= Задание и требования =
Пожалуйста, повторите полностью и дословно приведенный ниже фрагмент об опере Флотова «Марта».

= Предложенный фрагмент =
****************************************
Остановлюсь еще на одном моменте у Серова. Наш уважаемый композитор и критик несколько раз сравнивает Флотова с Верди, находя некоторые стилистические параллели между ними. Это само по себе не столь уж и плохо для Флотова. Но при этом пользуется Серов такими формулировками: «влияние грубых приемов Верди», «влияние флотовской музыки, в строгом смысле, столько же вредно для искусства, как и влияние Мейербера и Верди». Оставляя на совести автора эти эпитеты, отмечу, что сам по себе некий вердиевский дух у Флотова действительно прослеживается, но не как эпигонство, а как ощущение атмосферы времени (это уже было отмечено выше в характеристике романтико-комической оперы). Кстати, и автор примечаний к статье Серова возражает против упреков в прямом подражательстве Флотова: «Марта» была поставлена в 1847 г., когда влияние Верди было еще не столь ощутимо» (Г.Хубов).

Итак, жанрово-стилистическая характеристика «Марты» и тип ее музыкально-драматического строения эскизно обозначены (см. также главы 1 и 4). Вот как это выглядит в резюмированном виде: «Марта» - романтико-комическая опера, национальные немецкие черты которой в жанровом отношении в значительной степени отретушированы французским комическим духом, а в музыкальном – итальянской интонацией и сквозным мелодизированным развитием.

* * *

Теперь проследим за музыкально-тематическим материалом опуса в порядке его временнóго развертывания.
****************************************
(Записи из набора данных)
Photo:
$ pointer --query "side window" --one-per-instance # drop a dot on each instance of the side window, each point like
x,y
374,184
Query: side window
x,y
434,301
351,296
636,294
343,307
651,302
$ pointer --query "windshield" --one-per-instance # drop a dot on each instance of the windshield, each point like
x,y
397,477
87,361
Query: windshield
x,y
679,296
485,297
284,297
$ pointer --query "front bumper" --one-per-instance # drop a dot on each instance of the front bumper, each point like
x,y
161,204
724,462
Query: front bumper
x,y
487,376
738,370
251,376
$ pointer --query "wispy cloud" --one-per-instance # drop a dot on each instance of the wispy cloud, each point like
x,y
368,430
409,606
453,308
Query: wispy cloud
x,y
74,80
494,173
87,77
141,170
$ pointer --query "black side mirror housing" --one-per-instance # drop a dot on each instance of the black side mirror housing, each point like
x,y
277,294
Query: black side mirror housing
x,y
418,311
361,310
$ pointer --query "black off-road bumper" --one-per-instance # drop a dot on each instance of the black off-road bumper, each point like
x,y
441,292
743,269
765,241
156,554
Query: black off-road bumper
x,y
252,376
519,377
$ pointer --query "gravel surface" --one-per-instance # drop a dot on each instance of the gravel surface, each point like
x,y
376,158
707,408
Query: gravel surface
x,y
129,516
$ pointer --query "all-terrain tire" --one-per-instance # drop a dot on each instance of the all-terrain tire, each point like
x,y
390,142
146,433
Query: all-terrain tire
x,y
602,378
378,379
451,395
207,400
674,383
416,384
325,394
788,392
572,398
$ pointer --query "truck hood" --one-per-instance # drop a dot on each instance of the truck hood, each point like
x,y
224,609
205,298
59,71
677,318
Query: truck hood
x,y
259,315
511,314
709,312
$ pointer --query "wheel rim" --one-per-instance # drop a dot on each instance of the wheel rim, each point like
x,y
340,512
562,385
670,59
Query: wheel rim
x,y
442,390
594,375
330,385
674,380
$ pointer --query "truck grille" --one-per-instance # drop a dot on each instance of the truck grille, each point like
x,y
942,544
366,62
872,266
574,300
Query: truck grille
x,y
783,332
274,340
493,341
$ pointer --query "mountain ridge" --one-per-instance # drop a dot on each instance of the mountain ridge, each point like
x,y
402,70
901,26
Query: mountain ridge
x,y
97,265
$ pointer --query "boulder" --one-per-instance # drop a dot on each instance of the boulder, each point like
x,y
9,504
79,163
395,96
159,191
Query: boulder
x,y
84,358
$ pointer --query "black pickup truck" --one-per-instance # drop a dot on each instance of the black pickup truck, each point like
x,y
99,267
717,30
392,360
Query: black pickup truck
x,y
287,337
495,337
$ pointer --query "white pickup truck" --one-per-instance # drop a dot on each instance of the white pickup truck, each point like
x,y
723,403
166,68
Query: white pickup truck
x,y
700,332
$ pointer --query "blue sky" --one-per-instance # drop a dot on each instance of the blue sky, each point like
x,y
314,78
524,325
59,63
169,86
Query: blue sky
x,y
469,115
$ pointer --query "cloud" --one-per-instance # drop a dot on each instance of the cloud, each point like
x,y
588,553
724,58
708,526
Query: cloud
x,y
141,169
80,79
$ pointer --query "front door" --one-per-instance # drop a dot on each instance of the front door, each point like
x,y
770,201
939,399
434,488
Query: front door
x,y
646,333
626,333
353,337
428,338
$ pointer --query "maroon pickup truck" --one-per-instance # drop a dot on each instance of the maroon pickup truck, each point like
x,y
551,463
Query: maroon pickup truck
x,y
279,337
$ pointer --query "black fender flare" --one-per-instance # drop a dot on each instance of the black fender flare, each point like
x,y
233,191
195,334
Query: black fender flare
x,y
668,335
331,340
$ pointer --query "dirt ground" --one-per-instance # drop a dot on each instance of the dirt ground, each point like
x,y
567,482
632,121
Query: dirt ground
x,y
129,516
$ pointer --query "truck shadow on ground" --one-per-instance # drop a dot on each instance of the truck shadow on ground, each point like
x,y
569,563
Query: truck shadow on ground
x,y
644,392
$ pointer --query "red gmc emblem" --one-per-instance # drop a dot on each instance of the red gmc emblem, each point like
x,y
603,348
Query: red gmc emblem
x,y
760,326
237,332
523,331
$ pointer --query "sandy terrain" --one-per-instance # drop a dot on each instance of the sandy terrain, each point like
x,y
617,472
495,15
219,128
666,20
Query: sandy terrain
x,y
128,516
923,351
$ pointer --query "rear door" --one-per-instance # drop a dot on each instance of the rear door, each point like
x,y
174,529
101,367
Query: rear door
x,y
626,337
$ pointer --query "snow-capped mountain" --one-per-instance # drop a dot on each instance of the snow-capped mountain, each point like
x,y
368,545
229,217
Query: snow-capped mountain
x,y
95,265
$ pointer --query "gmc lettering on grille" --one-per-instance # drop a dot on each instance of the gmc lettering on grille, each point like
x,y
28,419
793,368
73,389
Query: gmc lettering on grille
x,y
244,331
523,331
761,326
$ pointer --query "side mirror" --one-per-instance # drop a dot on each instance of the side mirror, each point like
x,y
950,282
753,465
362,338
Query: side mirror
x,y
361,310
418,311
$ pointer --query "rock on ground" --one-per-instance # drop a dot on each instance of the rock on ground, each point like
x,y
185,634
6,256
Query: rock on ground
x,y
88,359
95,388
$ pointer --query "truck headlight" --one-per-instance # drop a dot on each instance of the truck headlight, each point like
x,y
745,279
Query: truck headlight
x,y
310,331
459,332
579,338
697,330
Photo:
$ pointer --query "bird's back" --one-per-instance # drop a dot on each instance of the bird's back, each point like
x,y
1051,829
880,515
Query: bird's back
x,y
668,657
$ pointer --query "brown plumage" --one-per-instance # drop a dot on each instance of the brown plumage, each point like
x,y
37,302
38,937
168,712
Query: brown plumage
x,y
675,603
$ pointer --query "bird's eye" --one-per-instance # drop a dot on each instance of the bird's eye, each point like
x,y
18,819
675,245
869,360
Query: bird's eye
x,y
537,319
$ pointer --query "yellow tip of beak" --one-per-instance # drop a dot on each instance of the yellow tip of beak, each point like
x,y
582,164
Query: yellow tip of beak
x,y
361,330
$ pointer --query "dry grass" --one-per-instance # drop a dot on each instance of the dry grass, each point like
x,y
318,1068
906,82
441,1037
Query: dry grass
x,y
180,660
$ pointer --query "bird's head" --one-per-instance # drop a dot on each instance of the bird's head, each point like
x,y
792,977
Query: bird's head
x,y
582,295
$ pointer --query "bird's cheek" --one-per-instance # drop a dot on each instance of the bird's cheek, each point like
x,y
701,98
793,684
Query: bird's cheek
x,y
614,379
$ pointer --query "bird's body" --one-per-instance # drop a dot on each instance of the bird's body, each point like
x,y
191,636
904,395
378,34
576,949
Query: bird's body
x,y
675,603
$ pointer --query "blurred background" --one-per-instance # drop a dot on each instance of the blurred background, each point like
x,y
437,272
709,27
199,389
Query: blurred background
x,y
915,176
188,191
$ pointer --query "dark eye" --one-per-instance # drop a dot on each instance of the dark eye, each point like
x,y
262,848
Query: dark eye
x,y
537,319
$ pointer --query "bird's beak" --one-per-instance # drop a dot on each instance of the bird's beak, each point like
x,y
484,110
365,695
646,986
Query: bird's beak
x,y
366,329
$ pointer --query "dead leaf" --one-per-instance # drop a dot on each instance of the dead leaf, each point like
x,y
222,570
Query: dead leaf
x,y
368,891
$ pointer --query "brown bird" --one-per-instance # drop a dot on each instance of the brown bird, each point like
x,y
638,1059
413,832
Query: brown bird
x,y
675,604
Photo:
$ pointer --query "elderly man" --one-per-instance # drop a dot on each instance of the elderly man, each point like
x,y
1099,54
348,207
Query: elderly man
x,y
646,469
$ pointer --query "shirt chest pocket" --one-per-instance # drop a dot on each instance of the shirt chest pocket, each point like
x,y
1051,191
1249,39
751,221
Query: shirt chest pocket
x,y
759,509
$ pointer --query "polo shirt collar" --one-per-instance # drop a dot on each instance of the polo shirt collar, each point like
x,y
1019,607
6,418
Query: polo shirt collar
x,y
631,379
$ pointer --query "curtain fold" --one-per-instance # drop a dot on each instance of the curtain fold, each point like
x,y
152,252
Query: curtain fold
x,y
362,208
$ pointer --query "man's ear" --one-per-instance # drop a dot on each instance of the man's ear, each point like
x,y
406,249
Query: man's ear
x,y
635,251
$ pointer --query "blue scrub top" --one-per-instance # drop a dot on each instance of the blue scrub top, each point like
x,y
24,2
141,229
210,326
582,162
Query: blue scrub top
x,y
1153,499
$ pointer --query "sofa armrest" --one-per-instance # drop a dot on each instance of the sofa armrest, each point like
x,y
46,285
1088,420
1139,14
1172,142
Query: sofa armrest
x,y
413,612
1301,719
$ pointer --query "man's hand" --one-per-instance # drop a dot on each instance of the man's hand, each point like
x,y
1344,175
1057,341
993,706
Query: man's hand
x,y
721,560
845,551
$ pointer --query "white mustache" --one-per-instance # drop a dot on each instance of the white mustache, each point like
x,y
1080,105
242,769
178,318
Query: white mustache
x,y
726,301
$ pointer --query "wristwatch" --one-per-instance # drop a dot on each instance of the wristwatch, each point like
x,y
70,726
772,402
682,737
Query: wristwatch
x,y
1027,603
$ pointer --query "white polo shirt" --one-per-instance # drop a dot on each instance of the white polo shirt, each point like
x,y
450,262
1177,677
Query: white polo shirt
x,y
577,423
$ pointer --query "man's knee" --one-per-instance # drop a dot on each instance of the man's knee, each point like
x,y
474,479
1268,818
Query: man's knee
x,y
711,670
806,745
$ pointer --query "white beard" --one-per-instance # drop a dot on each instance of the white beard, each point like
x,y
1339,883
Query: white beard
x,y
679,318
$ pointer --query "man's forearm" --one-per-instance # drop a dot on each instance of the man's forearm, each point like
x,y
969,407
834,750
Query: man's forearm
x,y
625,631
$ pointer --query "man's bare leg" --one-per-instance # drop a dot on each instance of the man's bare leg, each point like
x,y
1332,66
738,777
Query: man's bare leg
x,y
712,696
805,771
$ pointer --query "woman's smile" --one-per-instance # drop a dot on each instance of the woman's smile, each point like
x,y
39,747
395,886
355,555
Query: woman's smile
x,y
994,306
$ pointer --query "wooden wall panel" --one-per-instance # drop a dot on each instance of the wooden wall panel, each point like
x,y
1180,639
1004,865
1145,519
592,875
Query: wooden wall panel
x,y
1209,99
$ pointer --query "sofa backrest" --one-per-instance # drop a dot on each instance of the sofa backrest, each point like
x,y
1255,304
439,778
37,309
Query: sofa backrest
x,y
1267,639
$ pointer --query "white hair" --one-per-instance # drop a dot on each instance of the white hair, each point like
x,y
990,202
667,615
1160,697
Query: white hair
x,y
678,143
****************************************
= Решение задания =
Остановлюсь еще на одном моменте у Серова. Наш уважаемый композитор и критик несколько раз сравнивает Флотова с Верди, находя некоторые стилистические параллели между ними. Это само по себе не столь уж и плохо для Флотова. Но при этом пользуется Серов такими формулировками: «влияние грубых приемов Верди», «влияние флотовской музыки, в строгом смысле, столько же вредно для искусства, как и влияние Мейербера и Верди». Оставляя на совести автора эти эпитеты, отмечу, что сам по себе некий вердиевский дух у Флотова действительно прослеживается, но не как эпигонство, а как ощущение атмосферы времени (это уже было отмечено выше в характеристике романтико-комической оперы). Кстати, и автор примечаний к статье Серова возражает против упреков в прямом подражательстве Флотова: «Марта» была поставлена в 1847 г., когда влияние Верди было еще не столь ощутимо» (Г.Хубов).

Итак, жанрово-стилистическая характеристика «Марты» и тип ее музыкально-драматического строения эскизно обозначены (см. также главы 1 и 4). Вот как это выглядит в резюмированном виде: «Марта» - романтико-комическая опера, национальные немецкие черты которой в жанровом отношении в значительной степени отретушированы французским комическим духом, а в музыкальном – итальянской интонацией и сквозным мелодизированным развитием.

* * *

Теперь проследим за музыкально-тематическим материалом опуса в порядке его временнóго развертывания.